* Requisitos:
Busca en los datos de abajo cada línea que lleve la palabra "rein" y cópiala entera.

-*-

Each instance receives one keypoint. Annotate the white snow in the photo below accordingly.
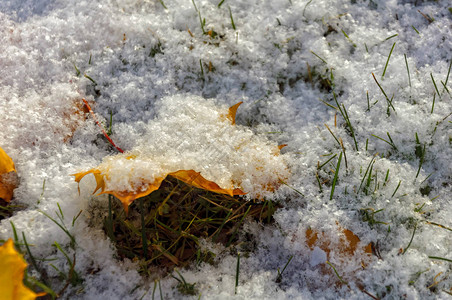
(150, 63)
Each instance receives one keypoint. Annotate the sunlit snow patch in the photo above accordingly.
(197, 142)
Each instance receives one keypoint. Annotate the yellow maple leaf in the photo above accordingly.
(8, 180)
(149, 181)
(12, 267)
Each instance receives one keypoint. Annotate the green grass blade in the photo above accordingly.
(336, 174)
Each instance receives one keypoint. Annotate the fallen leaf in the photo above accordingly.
(127, 197)
(344, 250)
(140, 171)
(8, 176)
(347, 246)
(12, 266)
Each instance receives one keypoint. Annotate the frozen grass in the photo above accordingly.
(376, 73)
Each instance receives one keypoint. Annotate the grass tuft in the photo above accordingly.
(163, 229)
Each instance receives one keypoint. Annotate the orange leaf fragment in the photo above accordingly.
(348, 244)
(8, 176)
(127, 197)
(346, 248)
(11, 277)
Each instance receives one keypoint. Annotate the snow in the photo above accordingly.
(146, 61)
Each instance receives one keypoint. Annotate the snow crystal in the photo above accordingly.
(161, 73)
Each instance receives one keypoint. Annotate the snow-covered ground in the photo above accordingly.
(281, 58)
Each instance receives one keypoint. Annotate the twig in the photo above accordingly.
(100, 126)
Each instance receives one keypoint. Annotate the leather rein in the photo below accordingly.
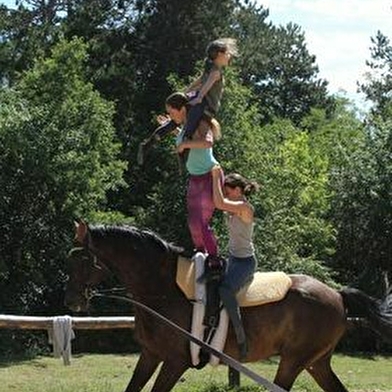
(89, 293)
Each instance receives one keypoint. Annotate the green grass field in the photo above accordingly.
(111, 373)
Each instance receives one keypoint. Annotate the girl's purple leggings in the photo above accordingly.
(201, 206)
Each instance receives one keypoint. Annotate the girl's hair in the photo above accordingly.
(177, 100)
(221, 45)
(248, 187)
(206, 124)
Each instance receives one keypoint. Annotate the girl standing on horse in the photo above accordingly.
(201, 160)
(232, 198)
(205, 92)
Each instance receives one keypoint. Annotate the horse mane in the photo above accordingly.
(132, 237)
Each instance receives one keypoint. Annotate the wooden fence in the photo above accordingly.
(31, 322)
(39, 323)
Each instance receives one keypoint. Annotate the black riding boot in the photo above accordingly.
(230, 302)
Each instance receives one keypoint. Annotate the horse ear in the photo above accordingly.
(81, 231)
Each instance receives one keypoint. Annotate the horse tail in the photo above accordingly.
(377, 313)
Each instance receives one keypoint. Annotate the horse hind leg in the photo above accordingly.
(325, 377)
(169, 374)
(288, 371)
(145, 368)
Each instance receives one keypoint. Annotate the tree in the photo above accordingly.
(277, 65)
(378, 83)
(59, 159)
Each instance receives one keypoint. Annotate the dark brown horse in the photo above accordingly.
(304, 328)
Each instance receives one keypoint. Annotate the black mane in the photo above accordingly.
(132, 237)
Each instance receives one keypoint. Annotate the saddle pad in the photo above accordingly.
(265, 287)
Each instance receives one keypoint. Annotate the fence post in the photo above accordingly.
(234, 378)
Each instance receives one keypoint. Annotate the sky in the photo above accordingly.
(337, 32)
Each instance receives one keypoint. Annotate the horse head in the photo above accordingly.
(84, 272)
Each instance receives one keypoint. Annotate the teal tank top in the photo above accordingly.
(200, 160)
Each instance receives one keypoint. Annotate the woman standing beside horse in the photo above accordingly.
(242, 260)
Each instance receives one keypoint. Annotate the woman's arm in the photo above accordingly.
(212, 78)
(195, 85)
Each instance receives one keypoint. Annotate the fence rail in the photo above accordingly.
(32, 322)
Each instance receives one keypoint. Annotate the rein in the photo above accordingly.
(211, 350)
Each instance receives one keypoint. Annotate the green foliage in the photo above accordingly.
(59, 159)
(378, 82)
(277, 65)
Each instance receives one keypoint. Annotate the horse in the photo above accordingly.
(303, 328)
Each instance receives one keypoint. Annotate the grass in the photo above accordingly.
(107, 373)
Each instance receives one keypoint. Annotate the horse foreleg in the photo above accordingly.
(145, 368)
(288, 371)
(169, 374)
(325, 377)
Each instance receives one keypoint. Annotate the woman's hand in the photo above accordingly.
(196, 101)
(162, 118)
(216, 171)
(180, 148)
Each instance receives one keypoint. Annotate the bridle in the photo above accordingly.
(90, 293)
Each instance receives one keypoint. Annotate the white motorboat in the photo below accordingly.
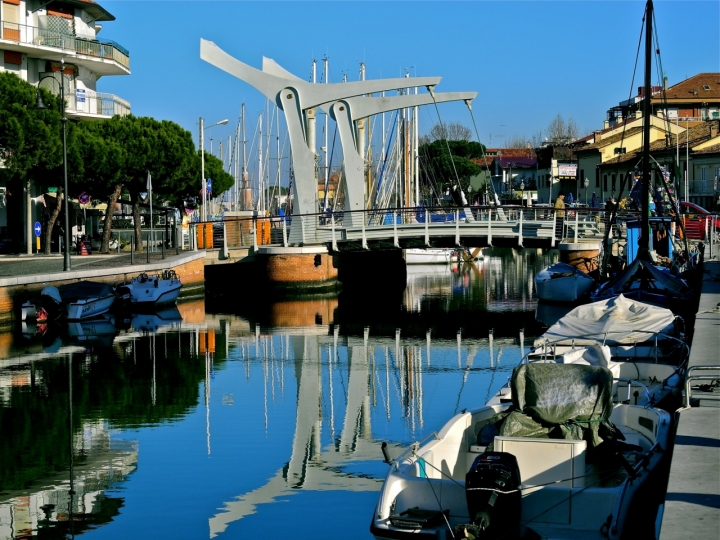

-*-

* Respuesta:
Each instance receives one keypoint. Annotate the leather rein in the photo below accordingly.
Each instance receives one keypoint. Annotate the rein in the photo above accordingly.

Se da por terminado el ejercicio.